● Task to carry out
Please copy every line of the records in the stretch from the line containing "like x=124, y=67." through the line containing "x=268, y=180", shifting each coordinate in the answers by -47 and leaving all other text and numbers unchanged.

───── Extracted information ─────

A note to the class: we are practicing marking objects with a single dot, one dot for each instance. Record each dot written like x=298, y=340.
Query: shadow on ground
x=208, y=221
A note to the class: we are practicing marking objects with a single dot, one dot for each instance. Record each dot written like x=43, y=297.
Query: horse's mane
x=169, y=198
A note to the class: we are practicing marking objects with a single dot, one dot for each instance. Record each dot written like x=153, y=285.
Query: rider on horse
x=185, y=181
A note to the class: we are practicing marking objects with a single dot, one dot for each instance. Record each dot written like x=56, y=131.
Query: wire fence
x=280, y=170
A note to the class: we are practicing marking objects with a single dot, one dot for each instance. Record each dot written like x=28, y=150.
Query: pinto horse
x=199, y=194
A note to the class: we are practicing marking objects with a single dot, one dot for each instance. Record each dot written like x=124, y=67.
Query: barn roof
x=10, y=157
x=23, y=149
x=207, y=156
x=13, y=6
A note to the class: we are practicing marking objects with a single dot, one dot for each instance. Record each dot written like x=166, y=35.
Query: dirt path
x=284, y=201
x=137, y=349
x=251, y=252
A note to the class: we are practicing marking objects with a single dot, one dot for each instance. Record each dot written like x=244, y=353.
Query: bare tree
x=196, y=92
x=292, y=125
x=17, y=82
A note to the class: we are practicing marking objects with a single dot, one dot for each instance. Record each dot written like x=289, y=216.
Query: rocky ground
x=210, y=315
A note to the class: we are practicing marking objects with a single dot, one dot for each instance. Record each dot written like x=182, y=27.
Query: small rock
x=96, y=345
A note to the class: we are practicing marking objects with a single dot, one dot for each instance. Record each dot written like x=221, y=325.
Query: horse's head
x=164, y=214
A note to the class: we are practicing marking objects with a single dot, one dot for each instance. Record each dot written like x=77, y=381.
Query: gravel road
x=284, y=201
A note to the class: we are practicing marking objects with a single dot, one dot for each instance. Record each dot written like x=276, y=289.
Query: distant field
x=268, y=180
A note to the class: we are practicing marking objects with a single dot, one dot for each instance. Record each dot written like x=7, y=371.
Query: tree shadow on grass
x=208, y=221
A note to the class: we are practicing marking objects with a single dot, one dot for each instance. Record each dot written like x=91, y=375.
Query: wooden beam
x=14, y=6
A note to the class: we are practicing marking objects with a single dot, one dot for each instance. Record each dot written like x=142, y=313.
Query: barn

─────

● Correct response
A note to the class: we are practicing marking objects with a single dot, one dot for each instance. Record each dot written like x=124, y=67.
Query: barn roof
x=-37, y=110
x=-24, y=102
x=160, y=109
x=-34, y=-41
A note to the class: we are practicing marking objects with a single dot, one dot for each instance. Record each dot written like x=166, y=35.
Query: dirt path
x=237, y=154
x=90, y=302
x=204, y=205
A note to the class: we are practicing marking objects with a single dot, one dot for each instance. Record each dot written like x=244, y=353.
Query: bare tree
x=149, y=45
x=245, y=78
x=-30, y=35
A note to the class: we are practicing marking objects with a single dot, one dot for each instance. Record each dot written like x=289, y=216.
Query: rocky ground
x=163, y=268
A note to the class: we are practicing marking objects with a single dot, one dot for each instance. Record each dot written like x=182, y=27.
Query: small rock
x=49, y=298
A note to the class: we are practicing marking objects with a single dot, one dot for each instance. Record each dot written like x=221, y=325.
Query: horse's head
x=117, y=167
A note to the class: we are practicing marking objects with a single dot, one dot for each instance. Record each dot written like x=77, y=381.
Query: gravel road
x=237, y=154
A note to the class: we are practicing marking objects with a single dot, one dot for each instance. Record each dot written like x=276, y=289.
Query: distant field
x=221, y=133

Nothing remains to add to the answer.